▸ **Testo fornito**
Intervista a Pepe Larraz, tra horror e mutanti

Chi mi conosce bene, sa che adoro gli X-Men. Quindi, giunta alla Milano Games Week, non potevo non notare la presenza allo stand Panini di Pepe Larraz. Disegnava un Wolverine, mentre lo osservavo con ammirazione da oltre lo stand. Il tratto viaggiava veloce, sotto gli occhi dei tanti fan in fila per poter scambiare due parole con lui o vedere i propri albi impreziositi dalla sua china.

Così, ho deciso di domandargli se avesse un po’ di tempo per parlare del suo lavoro e di ciò che lo ha reso iconico nel mondo Marvel. Con un sorriso gentile, ha accettato la mia richiesta.

Dietro i mille volumi di Panini, che ci ha concesso accoglienza e uno spazio privato in cui parlare, abbiamo iniziato la nostra intervista. Con i miei colleghi Mr Rob ed Elia a fianco, abbiamo ascoltato la storia di un grande artista.

▸ **Set di dati**
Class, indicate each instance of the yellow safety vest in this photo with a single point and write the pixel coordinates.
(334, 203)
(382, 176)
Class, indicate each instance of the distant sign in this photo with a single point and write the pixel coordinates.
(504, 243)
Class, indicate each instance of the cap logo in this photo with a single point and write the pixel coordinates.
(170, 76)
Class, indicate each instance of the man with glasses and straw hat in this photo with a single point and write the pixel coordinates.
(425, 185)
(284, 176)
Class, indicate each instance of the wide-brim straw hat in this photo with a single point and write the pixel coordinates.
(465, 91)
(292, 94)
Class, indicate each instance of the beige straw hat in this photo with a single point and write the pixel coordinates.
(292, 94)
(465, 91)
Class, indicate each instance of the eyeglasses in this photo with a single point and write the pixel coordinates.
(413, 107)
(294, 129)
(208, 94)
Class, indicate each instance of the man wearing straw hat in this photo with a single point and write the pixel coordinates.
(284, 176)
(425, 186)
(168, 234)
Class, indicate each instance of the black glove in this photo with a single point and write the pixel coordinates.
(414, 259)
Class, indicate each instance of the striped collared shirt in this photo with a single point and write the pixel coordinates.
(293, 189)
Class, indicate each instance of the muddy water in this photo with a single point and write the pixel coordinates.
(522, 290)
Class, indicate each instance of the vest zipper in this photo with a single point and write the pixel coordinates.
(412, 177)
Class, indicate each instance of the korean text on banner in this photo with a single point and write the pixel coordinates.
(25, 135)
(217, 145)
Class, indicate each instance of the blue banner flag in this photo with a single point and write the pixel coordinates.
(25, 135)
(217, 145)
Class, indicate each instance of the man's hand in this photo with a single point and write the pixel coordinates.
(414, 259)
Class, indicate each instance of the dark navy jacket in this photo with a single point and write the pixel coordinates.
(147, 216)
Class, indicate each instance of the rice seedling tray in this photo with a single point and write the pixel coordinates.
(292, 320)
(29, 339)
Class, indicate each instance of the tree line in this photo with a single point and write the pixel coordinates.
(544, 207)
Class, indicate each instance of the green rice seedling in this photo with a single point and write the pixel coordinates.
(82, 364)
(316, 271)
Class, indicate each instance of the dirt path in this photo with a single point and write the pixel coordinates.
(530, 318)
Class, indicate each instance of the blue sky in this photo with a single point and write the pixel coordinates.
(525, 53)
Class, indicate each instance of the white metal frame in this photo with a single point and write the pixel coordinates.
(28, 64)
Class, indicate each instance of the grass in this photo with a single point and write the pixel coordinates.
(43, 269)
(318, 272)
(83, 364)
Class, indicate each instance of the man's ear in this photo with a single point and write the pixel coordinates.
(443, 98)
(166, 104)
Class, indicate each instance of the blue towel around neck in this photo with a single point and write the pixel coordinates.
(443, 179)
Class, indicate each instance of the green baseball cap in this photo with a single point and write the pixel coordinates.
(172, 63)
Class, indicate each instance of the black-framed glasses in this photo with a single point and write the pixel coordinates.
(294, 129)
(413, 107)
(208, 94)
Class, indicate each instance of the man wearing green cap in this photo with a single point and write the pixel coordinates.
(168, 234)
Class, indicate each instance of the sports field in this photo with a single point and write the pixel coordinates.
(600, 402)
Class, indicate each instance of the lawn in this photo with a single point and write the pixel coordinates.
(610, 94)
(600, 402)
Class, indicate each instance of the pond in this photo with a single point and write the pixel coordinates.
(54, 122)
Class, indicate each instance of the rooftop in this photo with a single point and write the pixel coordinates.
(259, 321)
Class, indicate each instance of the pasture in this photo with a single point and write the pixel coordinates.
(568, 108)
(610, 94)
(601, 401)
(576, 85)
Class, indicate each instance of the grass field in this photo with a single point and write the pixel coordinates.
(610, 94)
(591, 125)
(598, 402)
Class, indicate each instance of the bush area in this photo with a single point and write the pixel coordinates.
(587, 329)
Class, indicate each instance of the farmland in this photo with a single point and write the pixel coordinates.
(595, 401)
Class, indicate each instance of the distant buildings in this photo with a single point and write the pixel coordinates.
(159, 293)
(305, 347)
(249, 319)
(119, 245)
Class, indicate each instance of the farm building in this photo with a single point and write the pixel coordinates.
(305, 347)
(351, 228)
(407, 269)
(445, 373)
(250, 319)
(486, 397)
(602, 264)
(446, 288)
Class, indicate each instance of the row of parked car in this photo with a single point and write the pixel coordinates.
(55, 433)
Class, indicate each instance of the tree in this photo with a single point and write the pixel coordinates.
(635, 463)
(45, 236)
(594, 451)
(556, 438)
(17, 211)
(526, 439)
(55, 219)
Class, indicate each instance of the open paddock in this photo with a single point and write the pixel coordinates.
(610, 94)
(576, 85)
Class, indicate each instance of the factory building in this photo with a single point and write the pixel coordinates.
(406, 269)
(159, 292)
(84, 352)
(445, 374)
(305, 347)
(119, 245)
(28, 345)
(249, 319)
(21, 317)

▸ **Esercizi**
**A)** Cita il passo dell'intervista a Pepe Larraz che si apre con le parole contenenti "Chi mi conosce" e si chiude con "dalla sua china.".
**B)** Scrivi il seguito dell'intervista a Pepe Larraz, riprendendo dal punto in cui il testo si ferma.

▸ **Risultati dell'esercizio**
**A)**
Chi mi conosce bene, sa che adoro gli X-Men. Quindi, giunta alla Milano Games Week, non potevo non notare la presenza allo stand Panini di Pepe Larraz. Disegnava un Wolverine, mentre lo osservavo con ammirazione da oltre lo stand. Il tratto viaggiava veloce, sotto gli occhi dei tanti fan in fila per poter scambiare due parole con lui o vedere i propri albi impreziositi dalla sua china.

**B)**
Ecco la mia intervista a Pepe Larraz.  

Chi è Pepe Larraz?

Sono un ragazzo molto fortunato che lavora nel mondo dei fumetti, ovvero ciò che sognavo sin da bambino. Spesso quando dico che lavoro per i fumetti, la gente mi chiede puntualmente: “è il tuo vero lavoro? Davvero lo fai per vivere?”. Sorprende anche me ogni qual volta mi siedo a illustrare.

Ma questo è solo il mio impiego “part-time”, perché come lavoro a tempo pieno sono il padre di una meravigliosa bambina, la cosa migliore che mi sia mai capitata.

Qual è stato l’albo a fumetti che ti ha avvicinato al mondo dell’arte?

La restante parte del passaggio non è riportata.